What to work on: Please reproduce every record, keeping each one exactly as written.

Given records:
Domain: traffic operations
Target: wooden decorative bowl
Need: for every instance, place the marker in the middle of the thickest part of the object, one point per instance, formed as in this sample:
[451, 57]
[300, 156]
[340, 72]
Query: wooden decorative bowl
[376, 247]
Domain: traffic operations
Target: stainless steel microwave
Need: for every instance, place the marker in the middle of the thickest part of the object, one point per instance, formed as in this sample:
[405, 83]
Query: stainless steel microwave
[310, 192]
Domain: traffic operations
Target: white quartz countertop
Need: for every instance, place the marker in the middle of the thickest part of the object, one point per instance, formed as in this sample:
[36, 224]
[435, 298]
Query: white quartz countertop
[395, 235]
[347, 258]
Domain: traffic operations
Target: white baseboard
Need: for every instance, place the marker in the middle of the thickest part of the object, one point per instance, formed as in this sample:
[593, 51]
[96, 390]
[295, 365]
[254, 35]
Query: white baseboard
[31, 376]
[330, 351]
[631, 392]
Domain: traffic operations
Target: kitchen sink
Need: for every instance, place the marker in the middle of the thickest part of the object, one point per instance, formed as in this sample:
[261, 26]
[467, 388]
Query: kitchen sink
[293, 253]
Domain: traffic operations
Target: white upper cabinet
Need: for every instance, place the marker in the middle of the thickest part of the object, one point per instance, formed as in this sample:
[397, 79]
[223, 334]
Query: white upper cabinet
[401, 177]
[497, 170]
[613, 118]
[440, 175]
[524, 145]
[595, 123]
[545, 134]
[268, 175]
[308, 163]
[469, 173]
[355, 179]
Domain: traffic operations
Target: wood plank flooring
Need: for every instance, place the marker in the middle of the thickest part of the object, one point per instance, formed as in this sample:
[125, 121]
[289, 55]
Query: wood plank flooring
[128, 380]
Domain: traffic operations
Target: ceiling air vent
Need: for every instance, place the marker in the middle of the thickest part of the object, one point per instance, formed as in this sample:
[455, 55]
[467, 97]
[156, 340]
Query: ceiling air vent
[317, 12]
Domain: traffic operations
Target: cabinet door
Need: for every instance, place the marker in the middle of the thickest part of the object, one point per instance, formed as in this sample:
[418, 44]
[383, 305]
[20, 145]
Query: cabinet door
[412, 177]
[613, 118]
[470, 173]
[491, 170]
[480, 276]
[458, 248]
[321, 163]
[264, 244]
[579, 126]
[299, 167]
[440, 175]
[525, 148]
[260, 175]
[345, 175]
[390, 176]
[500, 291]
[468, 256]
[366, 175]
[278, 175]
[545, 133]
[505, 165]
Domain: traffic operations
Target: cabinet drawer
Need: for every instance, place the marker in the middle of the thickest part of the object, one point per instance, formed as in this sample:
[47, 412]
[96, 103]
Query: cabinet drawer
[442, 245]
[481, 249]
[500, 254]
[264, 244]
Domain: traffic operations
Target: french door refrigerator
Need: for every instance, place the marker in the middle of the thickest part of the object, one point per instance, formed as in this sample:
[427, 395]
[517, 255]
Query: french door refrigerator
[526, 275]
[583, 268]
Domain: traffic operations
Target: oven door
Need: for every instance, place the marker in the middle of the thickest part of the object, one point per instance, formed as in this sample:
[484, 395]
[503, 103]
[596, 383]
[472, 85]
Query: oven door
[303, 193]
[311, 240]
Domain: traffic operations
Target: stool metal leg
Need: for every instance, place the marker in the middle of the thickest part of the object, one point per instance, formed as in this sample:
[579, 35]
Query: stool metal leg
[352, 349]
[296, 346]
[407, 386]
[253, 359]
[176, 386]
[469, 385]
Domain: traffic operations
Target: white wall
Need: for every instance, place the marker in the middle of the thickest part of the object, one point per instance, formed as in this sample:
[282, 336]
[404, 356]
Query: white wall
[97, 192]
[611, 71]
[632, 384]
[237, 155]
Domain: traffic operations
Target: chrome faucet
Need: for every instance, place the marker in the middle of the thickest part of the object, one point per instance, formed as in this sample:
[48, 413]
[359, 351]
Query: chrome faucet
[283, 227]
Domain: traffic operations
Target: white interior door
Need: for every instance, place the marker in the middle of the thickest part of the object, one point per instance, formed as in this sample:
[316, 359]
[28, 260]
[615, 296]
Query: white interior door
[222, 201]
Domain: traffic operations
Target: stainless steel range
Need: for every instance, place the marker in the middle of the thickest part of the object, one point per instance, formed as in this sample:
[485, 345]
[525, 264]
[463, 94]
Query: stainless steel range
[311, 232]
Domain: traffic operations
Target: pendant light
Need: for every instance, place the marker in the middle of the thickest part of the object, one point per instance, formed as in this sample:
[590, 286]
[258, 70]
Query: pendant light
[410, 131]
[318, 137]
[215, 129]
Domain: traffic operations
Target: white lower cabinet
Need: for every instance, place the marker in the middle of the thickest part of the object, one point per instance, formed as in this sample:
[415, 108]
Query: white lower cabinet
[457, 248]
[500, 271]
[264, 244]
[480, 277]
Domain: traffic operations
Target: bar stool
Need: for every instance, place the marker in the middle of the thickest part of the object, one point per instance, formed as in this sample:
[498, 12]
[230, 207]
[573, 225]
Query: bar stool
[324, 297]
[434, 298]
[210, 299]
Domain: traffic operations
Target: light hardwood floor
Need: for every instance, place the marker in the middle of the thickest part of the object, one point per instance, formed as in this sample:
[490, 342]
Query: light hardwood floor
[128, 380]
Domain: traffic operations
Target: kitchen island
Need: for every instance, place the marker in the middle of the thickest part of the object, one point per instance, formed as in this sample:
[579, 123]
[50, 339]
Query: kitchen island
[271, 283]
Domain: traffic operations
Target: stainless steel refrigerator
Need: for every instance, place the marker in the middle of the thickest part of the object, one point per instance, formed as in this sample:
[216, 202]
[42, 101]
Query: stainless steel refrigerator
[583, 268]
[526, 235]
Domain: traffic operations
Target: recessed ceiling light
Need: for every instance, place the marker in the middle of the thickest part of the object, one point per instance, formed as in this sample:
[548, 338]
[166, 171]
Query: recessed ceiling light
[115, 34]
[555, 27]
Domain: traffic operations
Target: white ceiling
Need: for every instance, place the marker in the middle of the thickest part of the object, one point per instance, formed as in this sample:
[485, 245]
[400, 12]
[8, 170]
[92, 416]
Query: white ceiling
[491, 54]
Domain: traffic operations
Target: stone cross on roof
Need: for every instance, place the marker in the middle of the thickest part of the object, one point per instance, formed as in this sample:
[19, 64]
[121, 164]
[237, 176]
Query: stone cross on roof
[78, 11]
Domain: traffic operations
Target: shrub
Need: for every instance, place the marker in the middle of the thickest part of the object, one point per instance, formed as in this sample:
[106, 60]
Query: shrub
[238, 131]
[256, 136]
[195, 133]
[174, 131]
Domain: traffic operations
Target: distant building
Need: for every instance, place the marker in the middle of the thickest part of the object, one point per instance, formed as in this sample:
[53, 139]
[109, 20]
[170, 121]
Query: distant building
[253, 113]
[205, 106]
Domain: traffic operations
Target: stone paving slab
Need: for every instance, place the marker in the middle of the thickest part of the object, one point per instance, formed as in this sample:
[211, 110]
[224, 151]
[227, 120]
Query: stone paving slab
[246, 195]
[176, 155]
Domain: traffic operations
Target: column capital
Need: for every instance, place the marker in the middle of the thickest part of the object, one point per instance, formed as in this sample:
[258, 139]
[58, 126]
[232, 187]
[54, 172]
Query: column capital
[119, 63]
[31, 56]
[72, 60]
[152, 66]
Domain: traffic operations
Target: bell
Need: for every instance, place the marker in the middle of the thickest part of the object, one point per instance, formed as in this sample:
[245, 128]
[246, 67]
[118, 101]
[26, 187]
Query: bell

Result:
Domain: traffic operations
Target: wooden decorative bowl
Need: for every instance, place the marker in the middle of the thickest part of the object, one point per instance, formed as in this sample:
[451, 57]
[300, 156]
[340, 72]
Query: wooden decorative bowl
[376, 247]
Domain: traffic operations
Target: stainless steel microwave
Need: for every instance, place the marker in the middle of the thickest part of the object, one point per instance, formed as in this sample:
[405, 83]
Query: stainless steel microwave
[310, 192]
Domain: traffic operations
Target: white quartz countertop
Need: for every instance, place the marker in the middle of the thickest part of the object, one point per instance, formed as in this sample:
[36, 224]
[435, 298]
Query: white quartz countertop
[395, 235]
[347, 258]
Domain: traffic operations
Target: white baseboard
Need: for every instance, place the marker in the middle of the thickest part of the object, one point per instance, formed as in this sample:
[593, 51]
[96, 390]
[295, 365]
[254, 35]
Query: white baseboard
[31, 376]
[330, 351]
[631, 392]
Domain: traffic operations
Target: kitchen sink
Need: for every instance, place the marker in the middle of the thickest part of the object, one point per instance, formed as in this sample:
[261, 26]
[467, 388]
Query: kitchen sink
[293, 253]
Domain: traffic operations
Target: white upper cabinet
Need: for every instance, place the marker in the middle of the thickest part of the object, one point per instance, formed as in this sample:
[397, 79]
[223, 334]
Query: white upper cabinet
[401, 177]
[497, 170]
[613, 118]
[440, 175]
[524, 145]
[595, 123]
[545, 134]
[268, 175]
[308, 163]
[469, 173]
[355, 179]
Domain: traffic operations
Target: wood plank flooring
Need: for every instance, place the marker in the middle of the thickest part of the object, one point per instance, formed as in this sample:
[125, 121]
[289, 55]
Query: wood plank flooring
[128, 380]
Domain: traffic operations
Target: ceiling air vent
Need: for every instance, place the marker in the middle of the thickest part of the object, one point per instance, formed as in this sample:
[455, 55]
[467, 97]
[156, 340]
Query: ceiling air vent
[317, 12]
Domain: traffic operations
Target: cabinet door
Need: for every instance, place the marker in the middle of the thickest part of the object, one point per instance, formed as in this sample:
[418, 44]
[383, 305]
[20, 145]
Query: cabinet door
[412, 177]
[613, 118]
[470, 173]
[491, 170]
[480, 276]
[458, 248]
[321, 163]
[264, 244]
[579, 126]
[299, 167]
[440, 175]
[525, 148]
[260, 175]
[345, 175]
[390, 176]
[500, 291]
[468, 256]
[366, 175]
[278, 175]
[545, 133]
[505, 165]
Domain: traffic operations
Target: cabinet drawer
Need: for every instance, place the marker in the middle of the thickest part of the object, one point per instance, formed as in this sample:
[47, 412]
[96, 103]
Query: cabinet drawer
[442, 245]
[481, 249]
[500, 254]
[264, 244]
Domain: traffic operations
Target: french door refrigerator
Need: for every instance, place the marker in the middle of the thickest part of the object, one point per instance, formed as in this sample:
[427, 395]
[517, 255]
Query: french door refrigerator
[526, 275]
[583, 268]
Domain: traffic operations
Target: oven door
Need: for every instance, place the marker in the middle of the thickest part of the object, one point per instance, formed as in this sample:
[484, 395]
[503, 103]
[596, 383]
[472, 85]
Query: oven door
[303, 193]
[311, 240]
Domain: traffic operations
Target: stool metal leg
Need: for every instance, place the marker in the middle of the thickest part of the object, one point per instance, formed as in this sample:
[579, 35]
Query: stool metal leg
[352, 349]
[296, 346]
[407, 386]
[253, 359]
[176, 386]
[469, 385]
Domain: traffic operations
Target: white wall
Need: for every instance, place the marker in the middle of the thickest part of the object, one point per instance, formed as in this sample:
[282, 336]
[404, 356]
Query: white wall
[97, 192]
[611, 71]
[632, 384]
[237, 155]
Domain: traffic operations
Target: chrome faucet
Need: for every instance, place the marker in the middle of the thickest part of the object, one point per instance, formed as in this sample:
[48, 413]
[359, 351]
Query: chrome faucet
[283, 227]
Domain: traffic operations
Target: white interior door
Need: for every instance, place the marker in the middle of the thickest part of the object, one point per instance, formed as in this sample:
[316, 359]
[28, 260]
[615, 296]
Query: white interior door
[222, 201]
Domain: traffic operations
Target: stainless steel range
Need: for every instance, place the marker in the middle of the thickest part of the object, one point per instance, formed as in this sample:
[485, 345]
[525, 264]
[463, 94]
Query: stainless steel range
[311, 232]
Domain: traffic operations
Target: pendant light
Need: for every instance, place the marker in the middle of the thickest part of the object, one point per instance, formed as in this sample:
[590, 286]
[258, 70]
Query: pendant light
[410, 131]
[318, 137]
[215, 129]
Domain: traffic operations
Target: white lower cabinet
Need: for every instance, place the marker in the middle of the thickest part of the object, one point per instance, formed as in this sample:
[415, 108]
Query: white lower cabinet
[457, 248]
[500, 271]
[264, 244]
[480, 277]
Domain: traffic operations
Target: bar stool
Need: for every instance, place the marker in the middle of the thickest part of the object, one point per instance, formed as in this sample:
[498, 12]
[230, 207]
[573, 225]
Query: bar stool
[324, 297]
[434, 298]
[210, 299]
Domain: traffic operations
Target: light hardwood floor
Need: for every instance, place the marker in the middle of the thickest part of the object, one point per instance, formed as in this sample:
[490, 342]
Query: light hardwood floor
[128, 380]
Domain: traffic operations
Target: kitchen island
Need: for every instance, place the marker in the middle of the thickest part of the object, one point per instance, formed as in this sample:
[579, 123]
[50, 339]
Query: kitchen island
[271, 283]
Domain: traffic operations
Target: stainless steel refrigerator
Need: for every instance, place the marker in the middle of the thickest part of the object, one point per instance, formed as in this sample:
[216, 202]
[42, 101]
Query: stainless steel refrigerator
[583, 268]
[526, 235]
Domain: traffic operations
Target: recessed ceiling light
Need: for every instance, place the marker in the middle of the thickest part of the object, one point per instance, formed as in this sample:
[548, 338]
[166, 171]
Query: recessed ceiling light
[115, 34]
[555, 27]
Domain: traffic operations
Target: white ceiling
Need: for every instance, place the marker in the middle of the thickest part of the object, one point per instance, formed as in this sample:
[485, 245]
[400, 12]
[8, 170]
[92, 416]
Query: white ceiling
[491, 54]
Domain: traffic operations
Target: stone cross on roof
Need: for every instance, place the marker in the middle of the thickest part of the object, one point per instance, formed as in this sample:
[19, 64]
[121, 164]
[237, 176]
Query: stone cross on roof
[78, 11]
Domain: traffic operations
Target: shrub
Need: for every instance, place the marker in the middle of the thickest part of the object, one point per instance, formed as in this sample:
[106, 60]
Query: shrub
[238, 131]
[256, 136]
[195, 133]
[174, 131]
Domain: traffic operations
Target: distant building
Need: for every instance, place the marker in the middle of the thickest part of the object, one point per instance, formed as in this sample:
[53, 139]
[109, 20]
[170, 121]
Query: distant building
[253, 113]
[205, 106]
Domain: traffic operations
Target: stone paving slab
Need: for every instance, place the marker in the middle of the thickest part of the object, one point per instance, formed as in this sample:
[211, 110]
[224, 151]
[227, 120]
Query: stone paving slab
[246, 195]
[176, 155]
Domain: traffic operations
Target: column capital
Need: for every instance, place the marker in the middle of the thickest part of the object, one point per instance, formed as in this sample:
[258, 139]
[58, 126]
[232, 187]
[54, 172]
Query: column capital
[119, 63]
[31, 56]
[72, 60]
[152, 66]
Domain: traffic operations
Target: bell
Need: for every instance, place the marker in the middle of the thickest part of the object, one point per instance, formed as in this sample:
[245, 128]
[246, 67]
[118, 101]
[26, 187]
Query: bell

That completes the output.